**MET DEZE INFORMATIE**
1 > Kloppen deze uitspraken met het fragment over de Arabische jongeren: (a) Hanafi is hoogleraar aan de Amerikaanse universiteit van Beiroet, (b) al Roys collega's delen zijn observaties, (c) volgens Hanafi willen de jongeren volledig breken met de bestaande sociale structuur? Antwoord per uitspraak met ja of nee en citeer letterlijk de woorden uit het fragment die de doorslag geven.
2 > Zet het fragment over Hanafi en de Arabische jongeren voort na de laatste zin.

De verschuiving is goed hoorbaar in de slogans die de demonstranten hanteren, aldus Roy. „Tijdens de Iraanse revolutie werd er veel gesproken over eer. De nieuwe slogan is waardigheid.”
Antipatriarchaal
Hoewel de verschuivingen op korte termijn vrij zichtbaar zijn, is niet iedereen overtuigd van de effecten op lange termijn. Roys observaties worden niet door al zijn collega’s gedeeld. Sommigen zien in de Arabische landen zelfs eerder een verschuiving naar conservatisme dan naar individualisme.
Iemand als socioloog Sari Hanafi, hoogleraar aan de Amerikaanse universiteit van Beiroet (Libanon), neemt een tussenpositie in. Hij ziet evenals Roy sociologische verschuivingen in de Arabische wereld, maar nuanceert de breuk met traditionele Arabische patronen.
In zijn opinie zijn de revolutionaire jongeren niet „regelrecht” antipatriarchaal of tegen het gemeenschapsdenken gekant. „Ze staan voor een type individualisme dat in onderhandeling is met de bestaande sociale structuur”, formuleert hij. Met andere woorden: de jongeren streven niet naar een volledige breuk, maar naar een weloverwogen emancipatie.
Hanafi noemt als voorbeeld van deze houding een aantal jongeren die hij tijdens de revolutie op het Tahrirplein in de Egyptische hoofdstad Caïro sprak. Die waren weliswaar lid van de moslimbroederschap, maar uitten tegelijkertijd kritiek op de partij.
De samenleving die de Arabische jongeren voor ogen staat, valt volgens hem in ieder geval zeker niet samen met een westerse, liberale vorm van individualisme. Daaronder verstaat hij een „individualisme dat volledig losstaat van een collectieve identiteit als een natie of een familie.”
Hanafi vindt het intussen alleszins verklaarbaar dat het verkeer in Egypte en Tunesië chaotischer lijkt te worden en dat het gezag tanende lijkt. „Het is een overgangsperiode. Ik denk dat het logisch is dat zulke dingen gebeuren totdat een nieuwe wetgeving is aangenomen”, zegt de hoogleraar.

**AANGELEVERDE GEGEVENS**

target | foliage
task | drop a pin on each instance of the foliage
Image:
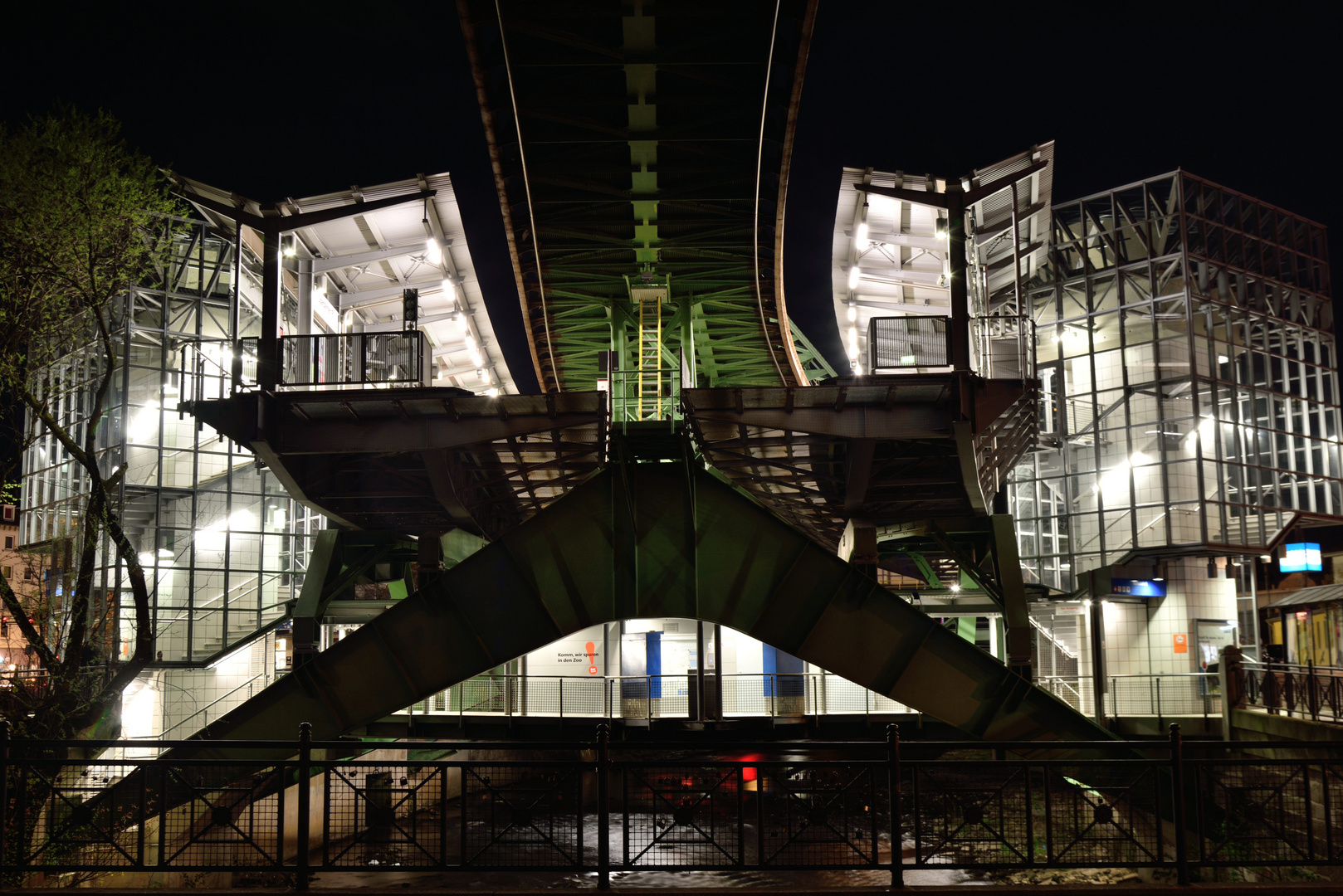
(84, 221)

**ANTWOORDEN OP VOLGORDE**
1 >
(a) Ja: "hoogleraar aan de Amerikaanse universiteit van Beiroet (Libanon)"
(b) Nee: "Roys observaties worden niet door al zijn collega’s gedeeld."
(c) Nee: "de jongeren streven niet naar een volledige breuk, maar naar een weloverwogen emancipatie."

2 >
Patroon
De revoluties tijdens de Arabische lente zijn uiteraard niet de eerste in de wereldgeschiedenis. Interessante vraag is of er een patroon valt te ontdekken in het functioneren van allerhande vormen van gezag na de omverwerping van regimes. Zijn er sociaal-culturele effecten op de lange termijn, of keren samenlevingen in de regel na een periode van onrust weer terug naar oude patronen?
De Iraans-Amerikaanse hoogleraar Misagh Parsa schreef een vergelijkende studie van de 20e-eeuwse revoluties in Iran, Nicaragua en de Filipijnen, en geldt als expert op het gebied van omwentelingen. Hij gelooft niet dat er sprake is van een vast patroon in verschuivingen na revoluties. „Het hangt sterk af van de omvang en het draagvlak van een revolutie”, laat hij weten. „In de regel geldt dat sociale revoluties vaak diepgaande gevolgen hebben, maar dat politieke omwentelingen minder effect sorteren.”
Daarnaast hangt de impact ook af van de bestaande sociale structuren. Bieden die veel ruimte voor diepgaande verandering, of niet? Parsa: „En hoeveel capaciteit hebben de nieuwe organisaties die de macht oppakken en invloed willen uitoefenen? Hoe ziet het leiderschap eruit? Dat is allemaal evenzeer van belang.”
De belangrijkste vraag blijft daarmee in hoeverre de revoluties van de Arabische lente wortelen in diepgaande sociale verschuivingen. Daarover zijn de sociologen het niet eens.
Ja, het verkeer in Tunis zal wel weer bijtrekken en in Caïro stoppen er over een tijdje wellicht weer wat auto’s voor rood licht. Voor het overige valt er over de blijvende gevolgen op langere termijn echter alleen nog maar te speculeren.